__What this task involves__:
Please reproduce the following lines exactly, covering every one of the records.

___ Available records ___

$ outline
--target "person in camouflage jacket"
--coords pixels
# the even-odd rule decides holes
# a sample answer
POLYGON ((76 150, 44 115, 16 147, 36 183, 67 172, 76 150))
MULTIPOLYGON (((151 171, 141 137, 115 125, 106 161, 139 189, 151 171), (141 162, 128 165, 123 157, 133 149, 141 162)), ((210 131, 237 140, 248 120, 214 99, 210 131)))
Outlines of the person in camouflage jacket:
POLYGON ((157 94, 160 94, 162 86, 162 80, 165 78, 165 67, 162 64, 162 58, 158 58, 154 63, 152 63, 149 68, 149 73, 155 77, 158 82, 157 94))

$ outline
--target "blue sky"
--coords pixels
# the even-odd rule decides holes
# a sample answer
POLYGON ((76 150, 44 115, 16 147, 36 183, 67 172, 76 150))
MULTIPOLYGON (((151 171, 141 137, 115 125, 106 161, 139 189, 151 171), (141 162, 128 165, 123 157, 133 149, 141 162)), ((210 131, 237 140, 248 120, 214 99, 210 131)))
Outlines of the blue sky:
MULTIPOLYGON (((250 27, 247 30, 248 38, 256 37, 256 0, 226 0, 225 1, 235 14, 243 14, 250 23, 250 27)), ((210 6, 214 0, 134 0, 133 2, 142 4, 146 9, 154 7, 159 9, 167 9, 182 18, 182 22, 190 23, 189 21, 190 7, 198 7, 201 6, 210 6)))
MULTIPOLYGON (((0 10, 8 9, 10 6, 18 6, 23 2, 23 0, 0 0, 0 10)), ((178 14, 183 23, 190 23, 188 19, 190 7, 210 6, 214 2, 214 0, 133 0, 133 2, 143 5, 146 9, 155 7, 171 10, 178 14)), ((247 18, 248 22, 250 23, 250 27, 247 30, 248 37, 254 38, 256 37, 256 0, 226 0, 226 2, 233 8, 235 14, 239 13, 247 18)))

___

__Output of the task__:
$ outline
--target "person in camouflage jacket"
--coords pixels
# the even-odd rule decides holes
# a sample answer
POLYGON ((76 150, 44 115, 16 147, 36 183, 67 172, 76 150))
MULTIPOLYGON (((151 171, 141 137, 115 125, 106 161, 139 189, 151 171), (141 162, 128 165, 123 157, 133 149, 141 162)), ((210 131, 237 140, 248 120, 214 99, 210 131)))
Outlines of the person in camouflage jacket:
POLYGON ((157 94, 160 94, 162 86, 162 80, 165 78, 165 67, 162 64, 162 58, 158 58, 154 63, 152 63, 149 68, 149 73, 155 77, 158 82, 157 94))

$ outline
--target "blue sky"
--coords pixels
# the even-odd rule decides holes
# a sample answer
POLYGON ((76 150, 44 115, 16 147, 36 183, 67 172, 76 150))
MULTIPOLYGON (((151 171, 141 137, 115 125, 106 161, 139 189, 151 171), (141 162, 128 165, 123 157, 133 149, 141 162)), ((210 131, 237 140, 248 120, 214 99, 210 131)))
Outlines of the blue sky:
MULTIPOLYGON (((250 27, 247 30, 248 38, 256 37, 256 0, 226 0, 225 1, 235 14, 243 14, 250 23, 250 27)), ((210 6, 214 0, 134 0, 133 2, 142 4, 146 9, 154 7, 159 9, 167 9, 182 18, 182 22, 190 23, 189 21, 190 7, 198 7, 201 6, 210 6)))
MULTIPOLYGON (((0 10, 8 9, 10 6, 18 6, 23 2, 23 0, 0 0, 0 10)), ((178 14, 183 23, 190 23, 188 19, 190 7, 210 6, 214 2, 214 0, 133 0, 133 2, 143 5, 146 9, 155 7, 171 10, 178 14)), ((247 18, 248 22, 250 23, 250 27, 247 30, 248 37, 254 38, 256 37, 256 0, 226 0, 226 2, 233 8, 235 14, 239 13, 247 18)))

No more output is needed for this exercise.